--- Requirement 1 ---
Translate this sentence from the essay about the aunt into Spanish: "Our future can be defined by the changes we make because of mistakes and regrets."
--- Requirement 2 ---
Transcribe the essay about the aunt word for word, from "Regret is ironic, I" up to and including "still ran high.".

--- Text shown ---

The night my aunt hung up on me, was a phone call that I had hoped would lead to some kind of resolution between the two of us; a negotiation of peace. John Lennon’s “Give Peace a Chance” resonates in my head as I write this. Peace or a peace of mind was the goal but the conversation ended far from peacefully. Given our history, it wasn’t all that surprising. As I hung up the phone, I knew I would never talk to her again. At the time I examined my conscience and I don’t think “a clear conscience” is the correct term here, I think I just swept it all under the rug, the dirty grime hidden until I could deal with it another time at some point down the road. The grime remained hidden under that rug for 11 years.
Several weeks ago, that dirt and grime was removed from under the rug, where it had been hidden conveniently all those years before. My brother texted to let me know that my aunt had passed away. Unknown to me, she had been fighting cancer for the last several years and like so many, she lost her battle. The grime that had been under the rug for so long, came back up so quickly and before long I realized that the act of burying the emotions had been convenient, very convenient for me to not take the time to cleanse myself of the dirt and grime that had built up under the surface.
Unfortunately, her death brought all of those feelings back and plenty of anger as well. I was asked by everyone if I would attend the funeral. I wanted to, I wanted to pay my respects but the more I struggled with that thought the more I realized that I couldn’t bring all of that dirt and grime, now released from under the rug, to the funeral.
Regret is ironic, I once read that a successful life means no regrets. I’m not so sure that is correct. I think mistakes and regrets are a part of life and how we deal with those mistakes and regrets can only make us stronger. I do regret and my regret is that I didn’t listen to my mother. She was right, I didn’t understand, it just wasn’t worth it. The emotions between my aunt and I ran deep and even in death, she made it clear to me that those emotions still ran high.
I honestly, don’t think she ever forgave me and my regret is not so much that I acted out or stood up to her, my regret is that by saying it out loud, I brought it right to the surface and my aunt was no longer able to hide behind her armour and like any good warrior, she came out fighting. My mother knew that and she knew she didn’t have the strength to fight.
To pull the rug from under one is bound to bring to the surface the dirt and grime that has been hiding for so long. Leave them with dignity is what my mother would have said, and this is something my mother always did. She always took the high road, even when she knew that she was right. The greater good and the best outcome was more important to my mother and all these years later, I think she was right.
Our lives can’t be defined by regret as a life of regret is equivalent to living in a wasteland with no end in sight. Our future can be defined by the changes we make because of mistakes and regrets. In the future I will lay down my sword and resist the temptation of going to war. My mother would be happy, as she found my way very stressful and often wondered out loud why I made things so difficult for myself.
As I continue to walk the journey we call life, I’ve decided to take the path that has smooth rocks rather than the path with jagged rocks. As for my Aunt, she was an adversary and she knew how to go to war and wouldn’t stop until she won. The truth is neither one of us won, there was only loss and it was loss of time. Surely there will be battles to fight, but the only purpose of those battles for now on will be to prevent the war.

--- Point-per-instance localization data ---
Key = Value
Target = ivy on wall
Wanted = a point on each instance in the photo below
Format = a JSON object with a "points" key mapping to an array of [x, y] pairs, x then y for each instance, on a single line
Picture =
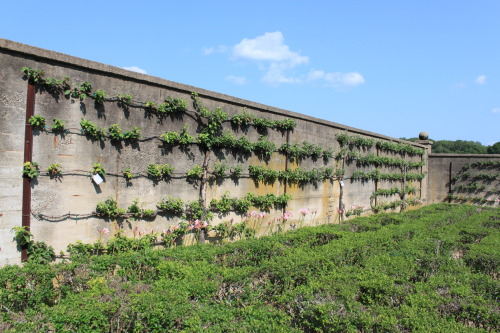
{"points": [[473, 183], [213, 136]]}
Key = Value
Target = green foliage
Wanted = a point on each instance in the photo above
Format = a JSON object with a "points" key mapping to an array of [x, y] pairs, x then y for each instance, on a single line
{"points": [[184, 137], [98, 169], [81, 92], [458, 147], [236, 171], [220, 170], [262, 123], [354, 140], [22, 236], [170, 106], [471, 187], [38, 252], [54, 170], [300, 152], [136, 211], [285, 124], [243, 119], [30, 170], [109, 208], [91, 129], [297, 176], [125, 98], [159, 171], [195, 211], [393, 190], [115, 132], [133, 134], [377, 175], [99, 96], [127, 174], [399, 148], [195, 173], [34, 75], [264, 147], [170, 137], [427, 270], [58, 125], [171, 205], [37, 122], [223, 205]]}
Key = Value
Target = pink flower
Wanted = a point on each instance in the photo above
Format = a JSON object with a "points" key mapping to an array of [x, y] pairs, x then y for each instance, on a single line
{"points": [[304, 211], [287, 215]]}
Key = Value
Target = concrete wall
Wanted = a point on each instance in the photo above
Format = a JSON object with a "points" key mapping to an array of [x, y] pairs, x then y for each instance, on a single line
{"points": [[455, 175], [75, 193]]}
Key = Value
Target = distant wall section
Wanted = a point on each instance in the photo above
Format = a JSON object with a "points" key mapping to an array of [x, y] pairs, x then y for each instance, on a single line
{"points": [[464, 178]]}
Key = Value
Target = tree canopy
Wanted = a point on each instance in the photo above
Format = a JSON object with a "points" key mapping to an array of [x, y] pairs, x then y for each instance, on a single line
{"points": [[461, 147]]}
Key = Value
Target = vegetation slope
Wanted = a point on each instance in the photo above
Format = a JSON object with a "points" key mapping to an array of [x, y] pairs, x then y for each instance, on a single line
{"points": [[429, 270]]}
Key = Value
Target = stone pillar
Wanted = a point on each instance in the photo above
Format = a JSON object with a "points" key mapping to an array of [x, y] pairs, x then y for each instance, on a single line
{"points": [[424, 140]]}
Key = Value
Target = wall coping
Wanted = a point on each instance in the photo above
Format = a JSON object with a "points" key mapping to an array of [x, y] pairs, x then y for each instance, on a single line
{"points": [[440, 155], [61, 58]]}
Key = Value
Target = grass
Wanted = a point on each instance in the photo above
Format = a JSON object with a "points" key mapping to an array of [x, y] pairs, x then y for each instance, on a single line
{"points": [[433, 269]]}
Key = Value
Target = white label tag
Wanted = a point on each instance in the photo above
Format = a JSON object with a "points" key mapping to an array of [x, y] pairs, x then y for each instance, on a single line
{"points": [[97, 179]]}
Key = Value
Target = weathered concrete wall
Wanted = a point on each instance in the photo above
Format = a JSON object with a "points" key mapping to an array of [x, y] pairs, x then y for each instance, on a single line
{"points": [[464, 178], [75, 193]]}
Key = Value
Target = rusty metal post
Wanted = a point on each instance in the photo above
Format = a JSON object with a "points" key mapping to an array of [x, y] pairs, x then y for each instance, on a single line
{"points": [[28, 153]]}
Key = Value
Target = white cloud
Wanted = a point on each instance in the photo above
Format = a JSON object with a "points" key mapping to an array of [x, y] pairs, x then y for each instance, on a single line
{"points": [[337, 79], [272, 55], [268, 47], [280, 64], [218, 49], [135, 69], [481, 79], [239, 80]]}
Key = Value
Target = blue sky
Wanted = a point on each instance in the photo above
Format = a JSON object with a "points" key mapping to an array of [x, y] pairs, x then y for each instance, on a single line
{"points": [[388, 66]]}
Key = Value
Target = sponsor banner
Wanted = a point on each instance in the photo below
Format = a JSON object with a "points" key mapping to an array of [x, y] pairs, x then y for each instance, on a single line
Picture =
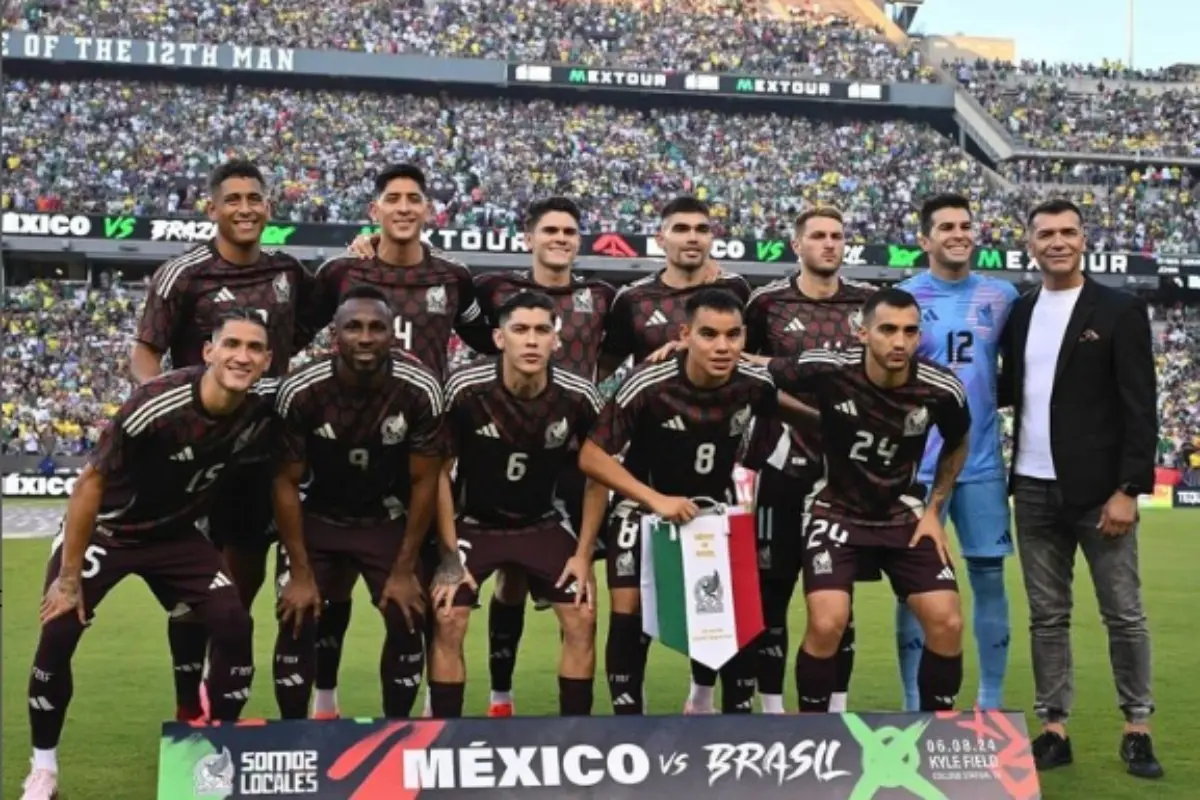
{"points": [[954, 756], [610, 245], [1186, 497], [18, 485], [562, 74]]}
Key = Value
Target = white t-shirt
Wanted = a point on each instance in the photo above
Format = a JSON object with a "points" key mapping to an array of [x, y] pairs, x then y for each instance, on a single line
{"points": [[1051, 314]]}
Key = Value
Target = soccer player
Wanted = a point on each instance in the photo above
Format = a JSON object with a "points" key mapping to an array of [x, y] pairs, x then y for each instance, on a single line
{"points": [[683, 421], [808, 310], [511, 422], [651, 312], [552, 233], [364, 427], [963, 316], [186, 298], [876, 404], [432, 298], [138, 509]]}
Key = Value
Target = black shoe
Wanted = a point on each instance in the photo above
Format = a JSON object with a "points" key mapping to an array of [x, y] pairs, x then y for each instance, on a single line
{"points": [[1050, 751], [1138, 753]]}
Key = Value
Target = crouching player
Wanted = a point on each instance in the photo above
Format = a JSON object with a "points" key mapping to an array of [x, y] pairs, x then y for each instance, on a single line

--- Answer space 1 ---
Nuestro futuro puede definirse por los cambios que hacemos a causa de los errores y los arrepentimientos.

--- Answer space 2 ---
Regret is ironic, I once read that a successful life means no regrets. I’m not so sure that is correct. I think mistakes and regrets are a part of life and how we deal with those mistakes and regrets can only make us stronger. I do regret and my regret is that I didn’t listen to my mother. She was right, I didn’t understand, it just wasn’t worth it. The emotions between my aunt and I ran deep and even in death, she made it clear to me that those emotions still ran high.